> [GIVEN INSTRUCTION] Render every one of the lines below as a Markdown table with the columns Row and Line, numbering each row and skipping any blank lines.

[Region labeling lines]

^^^^^^^^

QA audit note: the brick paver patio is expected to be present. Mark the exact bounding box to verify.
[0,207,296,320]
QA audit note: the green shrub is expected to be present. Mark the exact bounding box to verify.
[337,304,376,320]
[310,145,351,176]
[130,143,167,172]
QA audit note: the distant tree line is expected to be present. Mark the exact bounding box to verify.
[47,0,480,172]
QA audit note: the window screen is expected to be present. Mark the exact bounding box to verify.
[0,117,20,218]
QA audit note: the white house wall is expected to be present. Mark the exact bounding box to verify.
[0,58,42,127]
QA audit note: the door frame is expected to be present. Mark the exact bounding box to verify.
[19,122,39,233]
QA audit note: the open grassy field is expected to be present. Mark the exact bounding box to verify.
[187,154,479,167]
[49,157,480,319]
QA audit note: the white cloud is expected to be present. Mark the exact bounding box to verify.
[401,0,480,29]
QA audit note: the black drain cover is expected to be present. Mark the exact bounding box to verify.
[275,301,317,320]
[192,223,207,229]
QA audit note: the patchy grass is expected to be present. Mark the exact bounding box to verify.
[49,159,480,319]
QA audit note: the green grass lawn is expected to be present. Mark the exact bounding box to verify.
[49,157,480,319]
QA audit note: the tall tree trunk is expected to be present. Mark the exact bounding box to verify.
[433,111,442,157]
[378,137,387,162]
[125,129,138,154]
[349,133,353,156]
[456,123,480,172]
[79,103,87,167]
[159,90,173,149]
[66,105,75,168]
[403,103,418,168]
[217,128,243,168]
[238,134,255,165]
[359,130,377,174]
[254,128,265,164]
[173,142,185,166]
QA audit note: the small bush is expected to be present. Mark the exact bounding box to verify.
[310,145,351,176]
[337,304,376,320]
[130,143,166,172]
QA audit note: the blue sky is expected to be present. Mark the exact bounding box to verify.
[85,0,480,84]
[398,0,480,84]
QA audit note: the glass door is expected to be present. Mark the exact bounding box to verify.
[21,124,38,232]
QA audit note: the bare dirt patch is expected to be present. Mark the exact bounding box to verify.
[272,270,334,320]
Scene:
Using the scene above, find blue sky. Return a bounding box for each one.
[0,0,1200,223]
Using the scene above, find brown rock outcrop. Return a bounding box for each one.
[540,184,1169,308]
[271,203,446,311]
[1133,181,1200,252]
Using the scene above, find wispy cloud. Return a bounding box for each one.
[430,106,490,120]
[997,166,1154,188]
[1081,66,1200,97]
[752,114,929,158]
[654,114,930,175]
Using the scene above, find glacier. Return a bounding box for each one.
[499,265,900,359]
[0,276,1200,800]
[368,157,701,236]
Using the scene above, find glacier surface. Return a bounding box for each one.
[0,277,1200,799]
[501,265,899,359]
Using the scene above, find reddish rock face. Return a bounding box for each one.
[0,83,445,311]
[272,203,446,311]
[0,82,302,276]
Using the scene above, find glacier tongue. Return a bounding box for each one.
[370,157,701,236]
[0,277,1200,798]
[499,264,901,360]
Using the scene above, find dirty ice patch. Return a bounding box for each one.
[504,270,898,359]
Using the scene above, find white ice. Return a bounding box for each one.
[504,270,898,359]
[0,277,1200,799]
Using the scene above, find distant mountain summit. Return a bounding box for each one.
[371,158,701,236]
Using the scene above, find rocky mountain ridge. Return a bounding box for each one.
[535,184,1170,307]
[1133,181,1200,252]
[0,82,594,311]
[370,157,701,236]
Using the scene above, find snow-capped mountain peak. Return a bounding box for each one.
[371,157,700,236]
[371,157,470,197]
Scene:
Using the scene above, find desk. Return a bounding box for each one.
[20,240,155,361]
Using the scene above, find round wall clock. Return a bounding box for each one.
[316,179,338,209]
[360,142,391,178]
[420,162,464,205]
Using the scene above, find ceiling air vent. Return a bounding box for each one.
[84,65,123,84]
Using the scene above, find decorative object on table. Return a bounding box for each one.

^^^^^^^^

> [EXERCISE RESULT]
| Row | Line |
|---|---|
| 1 | QA audit note: the brick paver patio is expected to be present. Mark the exact bounding box to verify. |
| 2 | [0,207,296,320] |
| 3 | QA audit note: the green shrub is expected to be present. Mark the exact bounding box to verify. |
| 4 | [337,304,376,320] |
| 5 | [310,145,351,176] |
| 6 | [130,143,167,172] |
| 7 | QA audit note: the distant tree line is expected to be present. Mark the exact bounding box to verify. |
| 8 | [47,0,480,172] |
| 9 | QA audit note: the window screen is expected to be present. Mark the exact bounding box to verify. |
| 10 | [0,117,20,218] |
| 11 | QA audit note: the white house wall is expected to be present. Mark the exact bounding box to verify. |
| 12 | [0,58,42,127] |
| 13 | QA audit note: the door frame is expected to be present. Mark the exact bounding box to verify. |
| 14 | [19,122,39,233] |
| 15 | QA audit note: the open grassy field is expected to be present. Mark the exact bounding box to verify. |
| 16 | [187,154,479,167] |
| 17 | [49,157,480,319] |
| 18 | QA audit note: the white cloud is expected to be present. Mark the exact bounding box to verify. |
| 19 | [401,0,480,29] |
| 20 | QA audit note: the black drain cover is expected to be present. Mark the exact bounding box to verify. |
| 21 | [275,301,317,320] |
| 22 | [192,223,207,229] |
| 23 | QA audit note: the patchy grass is expected to be present. Mark the exact bounding box to verify. |
| 24 | [49,159,480,319] |
| 25 | QA audit note: the green grass lawn is expected to be present. Mark the exact bounding box to verify. |
| 26 | [49,157,480,319] |
| 27 | QA audit note: the tall tree trunk is expected to be present. Mark the exact bounding box to verify. |
| 28 | [433,111,442,157] |
| 29 | [378,137,387,162] |
| 30 | [125,129,138,154] |
| 31 | [349,133,353,156] |
| 32 | [456,123,480,172] |
| 33 | [79,103,87,167] |
| 34 | [159,90,173,149] |
| 35 | [66,105,75,168] |
| 36 | [403,103,418,168] |
| 37 | [217,128,243,168] |
| 38 | [238,134,255,165] |
| 39 | [359,130,377,174] |
| 40 | [254,128,265,164] |
| 41 | [173,142,185,166] |
| 42 | QA audit note: the small bush is expected to be present. Mark the exact bounding box to verify. |
| 43 | [310,145,351,176] |
| 44 | [337,304,376,320] |
| 45 | [130,143,166,172] |
| 46 | QA audit note: the blue sky is expected to be present. Mark the exact bounding box to verify. |
| 47 | [85,0,480,84] |
| 48 | [398,0,480,84] |
| 49 | QA audit note: the glass door is expected to be present. Mark the exact bounding box to verify. |
| 50 | [21,124,38,232] |
| 51 | QA audit note: the bare dirt patch is expected to be present. Mark the exact bounding box to verify. |
| 52 | [272,270,334,320] |
| 53 | Scene: |
| 54 | Using the scene above, find blue sky. Return a bounding box for each one. |
| 55 | [0,0,1200,223] |
| 56 | Using the scene above, find brown rock outcrop. Return a bounding box for each one. |
| 57 | [540,184,1169,308] |
| 58 | [271,203,446,311] |
| 59 | [1133,181,1200,252] |
| 60 | Using the scene above, find wispy cloud. Return a bounding box for each one. |
| 61 | [430,106,490,120] |
| 62 | [997,166,1154,188] |
| 63 | [1081,66,1200,97] |
| 64 | [752,114,929,158] |
| 65 | [654,114,930,175] |
| 66 | Using the scene above, find glacier. Return a bounding box for each one. |
| 67 | [499,265,900,359] |
| 68 | [0,276,1200,800] |
| 69 | [368,157,701,236] |
| 70 | Using the scene above, find glacier surface. Return a bounding box for each one. |
| 71 | [0,277,1200,799] |
| 72 | [501,265,899,359] |
| 73 | Using the scene above, find reddish rock face. Return a bounding box for each one. |
| 74 | [0,83,445,311] |
| 75 | [272,203,446,311] |
| 76 | [0,82,302,276] |
| 77 | Using the scene above, find glacier tongue. Return a bounding box for each one. |
| 78 | [370,157,701,236] |
| 79 | [0,277,1200,798] |
| 80 | [499,264,901,360] |
| 81 | Using the scene above, find dirty ice patch. Return a bounding box for each one. |
| 82 | [504,270,898,359] |
| 83 | Using the scene above, find white ice. Return a bounding box for each one. |
| 84 | [504,270,898,359] |
| 85 | [0,277,1200,799] |
| 86 | Using the scene above, find distant mountain summit. Return a bounding box for each one. |
| 87 | [371,158,701,236] |
| 88 | Using the scene above, find rocky mountain ridge. Return a bounding box for each one. |
| 89 | [535,184,1170,307] |
| 90 | [1133,181,1200,252] |
| 91 | [0,82,594,311] |
| 92 | [370,157,701,236] |
| 93 | Using the scene above, find snow-capped mountain peak. Return a bounding box for each one. |
| 94 | [371,157,700,236] |
| 95 | [371,157,470,197] |
| 96 | Scene: |
| 97 | Using the scene above, find desk. Return a bounding box for each one. |
| 98 | [20,240,155,361] |
| 99 | Using the scene above, find round wall clock. Return a bounding box for each one. |
| 100 | [316,179,338,209] |
| 101 | [360,142,391,178] |
| 102 | [420,162,464,205] |
| 103 | Using the scene above, find ceiling air vent. Return a bounding box for each one. |
| 104 | [84,65,123,84] |
| 105 | Using the scene above, find decorative object on table. Return a bounding box for each one. |